* _Your instructions_:
The lines below should be written out again in full, exactly as they are.

* _Records shown_:
BEGIN

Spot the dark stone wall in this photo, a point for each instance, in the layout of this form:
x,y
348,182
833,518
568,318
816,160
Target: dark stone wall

END

* _Written solution_:
Spot the dark stone wall in this photo, a point for each instance, in the layout of this form:
x,y
348,182
833,518
568,318
816,160
Target: dark stone wall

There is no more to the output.